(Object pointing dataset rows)
--- begin ---
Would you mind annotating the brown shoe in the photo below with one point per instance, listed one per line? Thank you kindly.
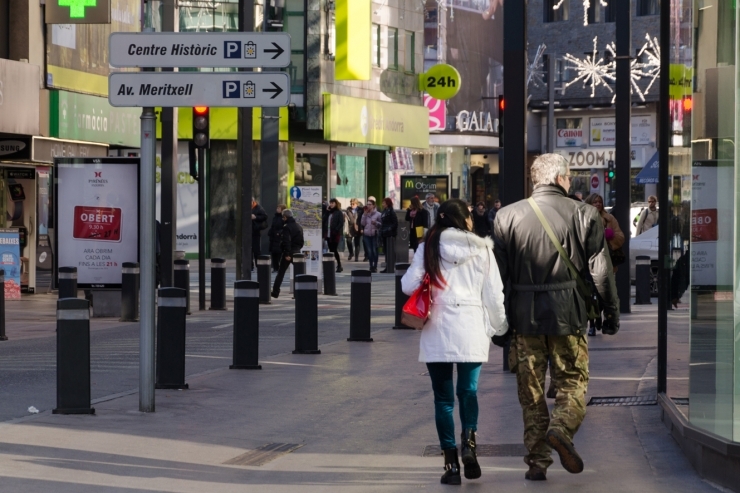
(569, 458)
(536, 474)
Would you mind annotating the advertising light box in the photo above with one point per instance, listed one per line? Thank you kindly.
(97, 218)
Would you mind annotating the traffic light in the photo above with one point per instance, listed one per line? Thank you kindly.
(501, 106)
(201, 124)
(610, 171)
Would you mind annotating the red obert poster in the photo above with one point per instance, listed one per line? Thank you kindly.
(97, 223)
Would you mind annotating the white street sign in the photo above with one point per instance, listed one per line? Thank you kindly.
(232, 49)
(235, 89)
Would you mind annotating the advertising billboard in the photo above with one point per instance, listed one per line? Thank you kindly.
(96, 209)
(470, 37)
(421, 185)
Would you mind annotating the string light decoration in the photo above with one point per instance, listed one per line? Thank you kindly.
(592, 71)
(536, 69)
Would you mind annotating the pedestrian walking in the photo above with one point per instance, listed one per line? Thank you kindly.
(544, 246)
(432, 206)
(492, 214)
(335, 228)
(480, 220)
(369, 226)
(276, 237)
(353, 236)
(292, 242)
(648, 217)
(259, 223)
(614, 241)
(388, 231)
(468, 299)
(418, 219)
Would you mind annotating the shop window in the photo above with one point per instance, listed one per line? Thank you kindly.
(556, 10)
(376, 45)
(647, 7)
(393, 48)
(408, 51)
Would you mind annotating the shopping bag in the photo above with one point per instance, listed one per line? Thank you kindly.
(416, 310)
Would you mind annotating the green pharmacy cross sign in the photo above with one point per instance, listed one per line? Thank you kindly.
(78, 11)
(77, 7)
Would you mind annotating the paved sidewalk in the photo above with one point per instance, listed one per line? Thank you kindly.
(362, 414)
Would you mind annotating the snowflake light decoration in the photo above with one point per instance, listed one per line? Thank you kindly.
(536, 69)
(591, 70)
(636, 73)
(651, 68)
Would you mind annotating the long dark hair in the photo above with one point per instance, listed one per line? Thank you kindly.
(451, 214)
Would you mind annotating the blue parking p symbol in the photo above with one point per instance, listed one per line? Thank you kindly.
(232, 49)
(231, 89)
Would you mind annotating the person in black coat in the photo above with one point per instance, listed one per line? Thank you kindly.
(417, 217)
(388, 231)
(259, 222)
(334, 219)
(480, 220)
(276, 237)
(290, 244)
--- end ---
Find the line containing "Would you mind annotating the paved", then output it and every line after it to the end of the data, exactly.

Would you mind annotating the paved sidewalk in the photo above with one point per instance, listed one per line? Thank you kindly.
(362, 414)
Would you mind annotating the snowflake light decoration in the photo above with one point per instance, listed one per line? Thank you kindly.
(536, 69)
(591, 70)
(636, 73)
(651, 68)
Would you mind annotating the long dark hair in the photo above with one point per instance, listed one per line? Thank you kindly.
(451, 214)
Would you mind annotating the blue parking p symbol in the photo above with one point per instance, listed one per line? Thank you kindly.
(232, 49)
(231, 89)
Would you mind annotating the person in black coat in the photo above with one point per instance, listed one per line? Thank you kindly.
(417, 217)
(388, 231)
(259, 222)
(334, 219)
(480, 220)
(276, 237)
(290, 244)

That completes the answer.